= Exercise task =
Write out the lines below word for word, starting at the line that contains "the bird's leg" and ending at the final line, both included.

= Data for this exercise =

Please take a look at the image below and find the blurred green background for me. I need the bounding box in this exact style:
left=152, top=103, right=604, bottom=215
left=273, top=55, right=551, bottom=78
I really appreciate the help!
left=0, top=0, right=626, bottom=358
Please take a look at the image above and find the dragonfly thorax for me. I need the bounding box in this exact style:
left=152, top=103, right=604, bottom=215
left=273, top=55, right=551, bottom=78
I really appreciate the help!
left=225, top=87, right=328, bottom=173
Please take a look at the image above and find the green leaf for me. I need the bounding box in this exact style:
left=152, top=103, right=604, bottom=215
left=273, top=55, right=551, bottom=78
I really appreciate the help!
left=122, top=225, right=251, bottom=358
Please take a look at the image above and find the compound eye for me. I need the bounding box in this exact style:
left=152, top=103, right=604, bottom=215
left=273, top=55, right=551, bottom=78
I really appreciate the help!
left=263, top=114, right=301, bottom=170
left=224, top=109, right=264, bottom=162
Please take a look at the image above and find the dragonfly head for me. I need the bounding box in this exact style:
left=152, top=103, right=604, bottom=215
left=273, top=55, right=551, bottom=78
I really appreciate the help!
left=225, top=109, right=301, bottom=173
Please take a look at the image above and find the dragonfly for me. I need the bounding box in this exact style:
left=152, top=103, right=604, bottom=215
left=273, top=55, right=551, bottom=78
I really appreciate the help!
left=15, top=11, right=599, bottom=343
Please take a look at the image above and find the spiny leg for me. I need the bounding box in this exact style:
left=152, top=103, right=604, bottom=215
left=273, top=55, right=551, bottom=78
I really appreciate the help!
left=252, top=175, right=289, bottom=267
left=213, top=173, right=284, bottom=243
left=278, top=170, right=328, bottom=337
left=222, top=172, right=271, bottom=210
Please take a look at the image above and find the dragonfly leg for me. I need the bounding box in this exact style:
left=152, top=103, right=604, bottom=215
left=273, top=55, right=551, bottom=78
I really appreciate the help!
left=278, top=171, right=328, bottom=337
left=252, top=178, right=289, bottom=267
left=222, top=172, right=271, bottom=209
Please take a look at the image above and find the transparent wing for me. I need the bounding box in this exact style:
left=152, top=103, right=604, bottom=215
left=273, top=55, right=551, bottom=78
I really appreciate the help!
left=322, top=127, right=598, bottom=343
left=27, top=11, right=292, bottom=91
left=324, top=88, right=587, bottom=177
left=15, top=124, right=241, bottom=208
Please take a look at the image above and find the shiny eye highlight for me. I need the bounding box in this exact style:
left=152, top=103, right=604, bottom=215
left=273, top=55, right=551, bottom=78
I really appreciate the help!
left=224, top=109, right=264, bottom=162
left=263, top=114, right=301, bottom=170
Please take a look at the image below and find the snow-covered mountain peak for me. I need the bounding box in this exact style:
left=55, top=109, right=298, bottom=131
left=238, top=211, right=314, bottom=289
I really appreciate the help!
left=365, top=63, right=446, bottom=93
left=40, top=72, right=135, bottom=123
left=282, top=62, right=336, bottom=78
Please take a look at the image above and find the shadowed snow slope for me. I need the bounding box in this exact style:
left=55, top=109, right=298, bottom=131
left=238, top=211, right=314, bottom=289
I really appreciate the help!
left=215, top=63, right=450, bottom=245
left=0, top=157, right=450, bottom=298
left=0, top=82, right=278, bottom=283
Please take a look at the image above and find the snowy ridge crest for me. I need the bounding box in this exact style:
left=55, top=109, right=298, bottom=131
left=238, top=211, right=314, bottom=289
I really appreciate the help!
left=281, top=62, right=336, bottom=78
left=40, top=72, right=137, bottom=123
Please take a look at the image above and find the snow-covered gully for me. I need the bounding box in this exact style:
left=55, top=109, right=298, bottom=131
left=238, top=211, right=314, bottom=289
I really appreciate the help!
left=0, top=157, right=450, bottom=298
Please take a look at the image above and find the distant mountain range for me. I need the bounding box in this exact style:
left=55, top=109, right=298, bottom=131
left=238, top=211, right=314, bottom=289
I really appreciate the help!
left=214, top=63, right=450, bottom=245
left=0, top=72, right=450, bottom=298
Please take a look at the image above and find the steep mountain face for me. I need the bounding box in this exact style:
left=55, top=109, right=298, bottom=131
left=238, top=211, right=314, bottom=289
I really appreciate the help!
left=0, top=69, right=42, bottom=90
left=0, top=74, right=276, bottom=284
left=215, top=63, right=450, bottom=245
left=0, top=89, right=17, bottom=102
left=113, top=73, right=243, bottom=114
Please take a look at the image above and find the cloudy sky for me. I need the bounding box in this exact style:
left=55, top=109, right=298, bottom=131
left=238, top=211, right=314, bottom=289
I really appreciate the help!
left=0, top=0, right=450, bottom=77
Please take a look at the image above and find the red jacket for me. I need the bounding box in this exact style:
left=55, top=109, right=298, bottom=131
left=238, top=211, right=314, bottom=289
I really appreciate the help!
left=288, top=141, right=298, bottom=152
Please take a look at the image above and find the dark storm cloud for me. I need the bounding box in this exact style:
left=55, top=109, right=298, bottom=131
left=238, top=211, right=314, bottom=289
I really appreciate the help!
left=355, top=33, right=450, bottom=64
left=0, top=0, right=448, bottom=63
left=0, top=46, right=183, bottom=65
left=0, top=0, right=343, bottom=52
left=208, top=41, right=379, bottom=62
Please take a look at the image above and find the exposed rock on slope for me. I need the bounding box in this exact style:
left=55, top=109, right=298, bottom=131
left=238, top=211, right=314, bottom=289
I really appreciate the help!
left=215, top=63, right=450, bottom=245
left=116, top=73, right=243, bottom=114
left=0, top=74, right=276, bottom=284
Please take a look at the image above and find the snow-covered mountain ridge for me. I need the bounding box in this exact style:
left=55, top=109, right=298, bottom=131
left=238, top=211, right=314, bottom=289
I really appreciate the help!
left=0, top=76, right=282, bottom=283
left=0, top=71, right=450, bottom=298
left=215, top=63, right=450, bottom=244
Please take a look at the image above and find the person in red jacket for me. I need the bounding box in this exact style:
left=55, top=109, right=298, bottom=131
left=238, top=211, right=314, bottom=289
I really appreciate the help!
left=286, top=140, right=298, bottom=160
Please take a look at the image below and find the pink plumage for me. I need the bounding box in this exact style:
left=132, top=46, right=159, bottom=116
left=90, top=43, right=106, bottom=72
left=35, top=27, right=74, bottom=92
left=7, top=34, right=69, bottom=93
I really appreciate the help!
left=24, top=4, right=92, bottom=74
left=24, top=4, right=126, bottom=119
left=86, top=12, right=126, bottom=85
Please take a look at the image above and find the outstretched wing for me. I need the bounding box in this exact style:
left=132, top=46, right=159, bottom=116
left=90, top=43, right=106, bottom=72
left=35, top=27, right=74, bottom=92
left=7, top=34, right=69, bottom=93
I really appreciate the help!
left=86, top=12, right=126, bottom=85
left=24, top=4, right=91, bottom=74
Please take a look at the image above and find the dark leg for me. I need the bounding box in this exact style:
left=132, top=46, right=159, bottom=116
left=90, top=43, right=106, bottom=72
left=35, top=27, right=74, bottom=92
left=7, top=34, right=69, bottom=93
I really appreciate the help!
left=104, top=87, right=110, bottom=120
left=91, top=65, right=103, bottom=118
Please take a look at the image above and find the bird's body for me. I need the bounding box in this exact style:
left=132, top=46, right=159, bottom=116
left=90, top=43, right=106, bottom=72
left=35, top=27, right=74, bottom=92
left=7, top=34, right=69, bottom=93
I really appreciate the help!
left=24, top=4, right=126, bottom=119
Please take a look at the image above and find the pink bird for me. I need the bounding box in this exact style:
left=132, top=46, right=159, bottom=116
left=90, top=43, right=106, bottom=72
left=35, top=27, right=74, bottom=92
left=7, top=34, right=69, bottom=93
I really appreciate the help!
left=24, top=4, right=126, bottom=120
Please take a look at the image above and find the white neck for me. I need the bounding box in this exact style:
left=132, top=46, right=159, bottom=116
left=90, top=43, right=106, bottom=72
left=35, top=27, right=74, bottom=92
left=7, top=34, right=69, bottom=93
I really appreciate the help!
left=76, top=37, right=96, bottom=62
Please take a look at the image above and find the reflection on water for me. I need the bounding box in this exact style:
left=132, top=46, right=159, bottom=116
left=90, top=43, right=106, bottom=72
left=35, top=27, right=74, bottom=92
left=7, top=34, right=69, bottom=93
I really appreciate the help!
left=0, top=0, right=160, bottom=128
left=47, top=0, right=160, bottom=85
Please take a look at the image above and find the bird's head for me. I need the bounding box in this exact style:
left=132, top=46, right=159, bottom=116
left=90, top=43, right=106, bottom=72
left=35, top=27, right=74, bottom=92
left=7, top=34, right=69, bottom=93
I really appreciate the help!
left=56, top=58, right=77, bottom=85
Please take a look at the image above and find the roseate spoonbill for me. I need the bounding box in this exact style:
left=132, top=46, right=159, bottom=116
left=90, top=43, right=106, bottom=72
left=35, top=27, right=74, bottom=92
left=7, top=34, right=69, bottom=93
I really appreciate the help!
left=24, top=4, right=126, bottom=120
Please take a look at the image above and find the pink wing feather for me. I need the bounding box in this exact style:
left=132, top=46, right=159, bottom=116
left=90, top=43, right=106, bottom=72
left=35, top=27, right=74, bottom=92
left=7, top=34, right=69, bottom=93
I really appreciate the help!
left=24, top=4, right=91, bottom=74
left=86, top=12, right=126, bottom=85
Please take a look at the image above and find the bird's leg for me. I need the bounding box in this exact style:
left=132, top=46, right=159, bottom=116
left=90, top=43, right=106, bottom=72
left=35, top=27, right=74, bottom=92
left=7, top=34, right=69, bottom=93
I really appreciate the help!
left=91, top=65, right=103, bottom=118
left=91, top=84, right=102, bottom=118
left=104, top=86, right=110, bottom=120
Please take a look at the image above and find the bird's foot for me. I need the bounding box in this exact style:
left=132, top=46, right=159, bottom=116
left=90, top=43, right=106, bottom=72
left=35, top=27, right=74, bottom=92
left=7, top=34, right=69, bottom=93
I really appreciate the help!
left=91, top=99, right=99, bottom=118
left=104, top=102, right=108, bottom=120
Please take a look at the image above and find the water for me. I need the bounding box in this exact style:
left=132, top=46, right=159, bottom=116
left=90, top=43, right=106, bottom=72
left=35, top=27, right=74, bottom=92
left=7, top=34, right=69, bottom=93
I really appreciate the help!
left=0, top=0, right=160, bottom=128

= Task answer =
Please take a look at the image above and find the bird's leg for me. I need the bounding box in this exact style:
left=132, top=46, right=159, bottom=116
left=90, top=43, right=106, bottom=72
left=35, top=27, right=74, bottom=92
left=7, top=34, right=69, bottom=93
I really appreciate the help!
left=91, top=65, right=103, bottom=118
left=91, top=84, right=102, bottom=118
left=104, top=86, right=110, bottom=120
Please take a look at the image above and find the bird's foot for me. I need the bounding box in this exact style:
left=132, top=46, right=159, bottom=116
left=90, top=43, right=106, bottom=72
left=35, top=27, right=74, bottom=92
left=7, top=34, right=69, bottom=93
I really appreciate the help!
left=91, top=99, right=99, bottom=118
left=104, top=102, right=108, bottom=120
Please take a look at the image above and find the water for me. I need the bounding box in this exact style:
left=132, top=46, right=159, bottom=116
left=90, top=43, right=106, bottom=72
left=35, top=27, right=74, bottom=92
left=7, top=34, right=69, bottom=93
I really appreciate the help!
left=0, top=0, right=160, bottom=128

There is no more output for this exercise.